Given instruction >> Please quote the data below word for word, starting at the line that contains "Point out the dry" and ending with the line that contains "[(47, 518)]".

Given data >>
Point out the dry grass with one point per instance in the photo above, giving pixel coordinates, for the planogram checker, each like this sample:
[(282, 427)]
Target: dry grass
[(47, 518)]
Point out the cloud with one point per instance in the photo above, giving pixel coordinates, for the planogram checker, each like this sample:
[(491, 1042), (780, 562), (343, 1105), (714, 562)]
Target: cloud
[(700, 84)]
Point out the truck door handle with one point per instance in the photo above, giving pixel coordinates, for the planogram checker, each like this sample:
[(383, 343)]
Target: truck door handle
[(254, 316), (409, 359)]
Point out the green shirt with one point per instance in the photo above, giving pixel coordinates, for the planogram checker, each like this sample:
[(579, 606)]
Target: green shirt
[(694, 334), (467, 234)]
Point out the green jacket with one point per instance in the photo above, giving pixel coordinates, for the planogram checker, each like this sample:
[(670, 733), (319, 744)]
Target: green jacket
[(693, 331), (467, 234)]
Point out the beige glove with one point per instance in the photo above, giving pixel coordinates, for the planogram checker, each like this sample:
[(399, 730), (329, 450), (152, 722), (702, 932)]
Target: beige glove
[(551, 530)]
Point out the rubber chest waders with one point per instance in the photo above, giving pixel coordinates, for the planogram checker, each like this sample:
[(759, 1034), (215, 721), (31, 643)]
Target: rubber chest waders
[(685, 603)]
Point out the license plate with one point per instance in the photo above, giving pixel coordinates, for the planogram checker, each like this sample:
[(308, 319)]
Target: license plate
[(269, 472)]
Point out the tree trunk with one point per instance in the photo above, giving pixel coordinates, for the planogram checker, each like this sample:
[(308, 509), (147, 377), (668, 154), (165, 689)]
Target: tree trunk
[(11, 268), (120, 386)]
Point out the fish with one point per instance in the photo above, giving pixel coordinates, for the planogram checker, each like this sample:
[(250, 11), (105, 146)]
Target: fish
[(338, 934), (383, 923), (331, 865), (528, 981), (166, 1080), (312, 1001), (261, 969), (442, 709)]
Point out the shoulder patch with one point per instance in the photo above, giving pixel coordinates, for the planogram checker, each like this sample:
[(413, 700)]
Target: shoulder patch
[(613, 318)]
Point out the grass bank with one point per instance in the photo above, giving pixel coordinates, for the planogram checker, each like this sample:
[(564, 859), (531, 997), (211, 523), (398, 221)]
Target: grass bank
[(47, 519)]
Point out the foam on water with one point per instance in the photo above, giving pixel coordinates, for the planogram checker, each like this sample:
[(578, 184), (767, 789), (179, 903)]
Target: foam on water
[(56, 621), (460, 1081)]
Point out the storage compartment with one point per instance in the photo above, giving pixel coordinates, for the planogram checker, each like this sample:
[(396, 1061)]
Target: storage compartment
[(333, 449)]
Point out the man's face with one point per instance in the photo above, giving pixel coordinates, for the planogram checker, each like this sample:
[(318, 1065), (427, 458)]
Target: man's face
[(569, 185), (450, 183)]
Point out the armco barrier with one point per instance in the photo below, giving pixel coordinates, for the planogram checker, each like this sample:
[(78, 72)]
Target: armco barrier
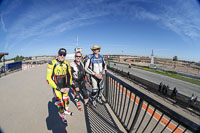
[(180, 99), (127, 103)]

==

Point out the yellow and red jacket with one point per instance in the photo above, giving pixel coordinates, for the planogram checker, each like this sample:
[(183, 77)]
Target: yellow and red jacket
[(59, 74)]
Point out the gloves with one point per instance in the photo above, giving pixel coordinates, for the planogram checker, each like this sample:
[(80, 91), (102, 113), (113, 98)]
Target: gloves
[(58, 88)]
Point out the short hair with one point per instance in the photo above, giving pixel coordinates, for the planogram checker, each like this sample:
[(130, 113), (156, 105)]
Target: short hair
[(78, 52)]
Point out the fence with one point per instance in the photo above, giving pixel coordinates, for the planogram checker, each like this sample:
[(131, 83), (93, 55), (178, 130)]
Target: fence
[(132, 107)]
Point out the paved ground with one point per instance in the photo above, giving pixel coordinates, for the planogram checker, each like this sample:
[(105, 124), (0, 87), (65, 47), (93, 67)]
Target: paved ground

Final result >>
Point out the dry grass with one point per instance in the photo above, giving pixel coordinates, for the planogram checker, each like this sample:
[(282, 427)]
Target: dry grass
[(47, 518)]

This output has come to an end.